PROVIDED TEXT ::
───

It's Already 2126

Sometime between November of 2025 and January of 2026, a century passed. It is not May of 2026. It is May of 2126.

I remember watching my children learn to ride a bicycle. For weeks on end they toiled away with no perceptible improvement, brave but dangerously clumsy and always one fleeting moment away from disaster. Then one day, something clicked…the balance, the inertia, what to do with the pedals. In literally a blink of an eye, their entire world changed. One second earlier they still couldn’t ride a bike. The next, their eyes lit up with confidence, as if they had ridden for years.

But the moment was bigger than it looked. The switch didn’t just give them a bike — it gave them every bike. The change was so large the unit of measurement changed. Yesterday they were limited by how many feet they could walk. Today they were only limited by how many miles they could ride.

I don’t profess to understand the underlying wizardry at Anthropic or OpenAI, but I feel something similar happened with AI between November and January.

As Andrej Karpathy and Boris Cherny (the creator of Claude Code) have famously written, just a year ago they were doing the majority of coding themselves. Then they were doing 80%, then 20%, then suddenly almost none at all.* The light bulb clicked, and like a child who suddenly understood how inertia keeps the bike from falling over, the machine could suddenly do “the thing,” all at once, and as if it had always known how. There was no slipping back to the version that couldn’t.

Here is what I feel is happening. Our perception of technological change is anchored by the iPhone decade. The amount of change possible from 2010 to 2011, 2011 to 2012, etc. is what one year of change feels like. One big annual release. The iPhone. Then a bigger iPhone called an “iPad” (which everyone questioned the purpose of and doubted would sell). Two cameras instead of one. Wait, no — three cameras! Bluetooth headphones that finally worked out of the box without a sacrificial offering ritual to pair them with the phone. The audible gasp when Steve Jobs slipped the MacBook Air out of a manila envelope. The anticipation of every keynote.

───

TASK PROMPT :: Extend the text on AI's sudden leap forward, starting after its last sentence.

SUPPLIED MATERIAL ::
───

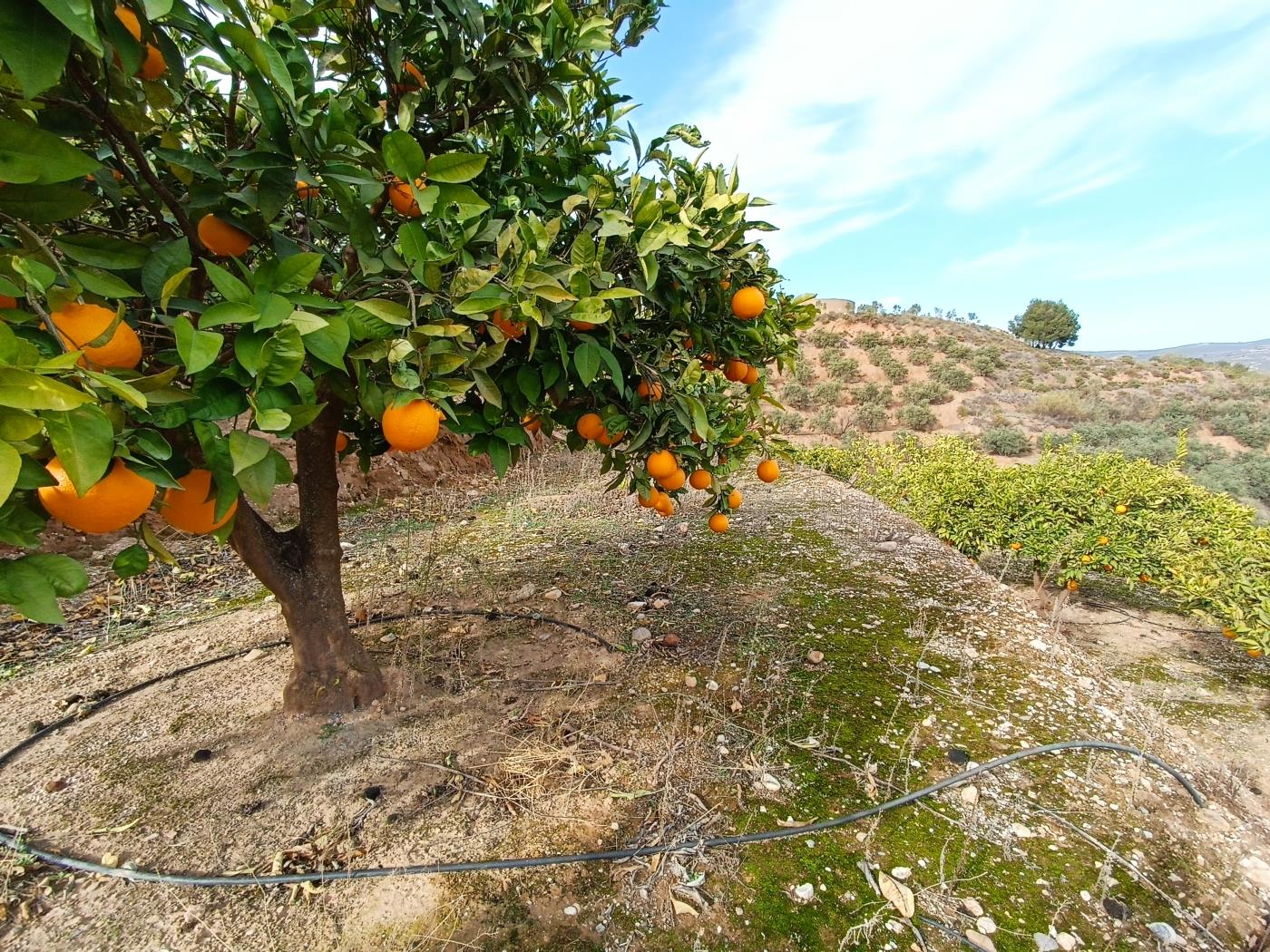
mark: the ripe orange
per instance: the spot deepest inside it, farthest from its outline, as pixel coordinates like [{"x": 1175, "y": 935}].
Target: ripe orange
[
  {"x": 80, "y": 324},
  {"x": 412, "y": 427},
  {"x": 660, "y": 465},
  {"x": 154, "y": 65},
  {"x": 116, "y": 500},
  {"x": 650, "y": 391},
  {"x": 512, "y": 330},
  {"x": 748, "y": 304},
  {"x": 190, "y": 508},
  {"x": 403, "y": 199},
  {"x": 590, "y": 427},
  {"x": 675, "y": 481},
  {"x": 221, "y": 238},
  {"x": 130, "y": 21}
]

───

FINAL ANSWER ::
If that is what one year of technological change feels like, then between November and January, a hundred years of change happened.

I sometimes play this movie in my head. It’s a mix between the movie Inception, where Leonardo DiCaprio walks along a beach inside a dream, past cityscapes built from nothing but his imagination, remixed with a kids’ Speed Stacking competition. You have a thought, and — zip — the city is built. Found a bug? No problem. Just collapse it like the cup stack and — zoop — build an entirely new one. We went from most people arguing that code was impossible to solve, to taking for granted that machines can code; the only question now is how well.

We went to sleep one night and woke up like Rip Van Winkle. What is technologically possible is already 100 years in the future, but in the strangest twist, everyone we encountered was still living as if it were the past. You walk into any coffee shop outside of Silicon Valley and you see people adjusting little PowerPoint boxes with their mouse until the alignment is just right, replying to emails, or manually formatting spreadsheets like it was a historical re-enactment.

For the vast majority of people, it is 5 months into 2026, and life is basically the same as it was in 2025. But you are holding technology from 2126. The screen looks the same. What’s behind it is from another century.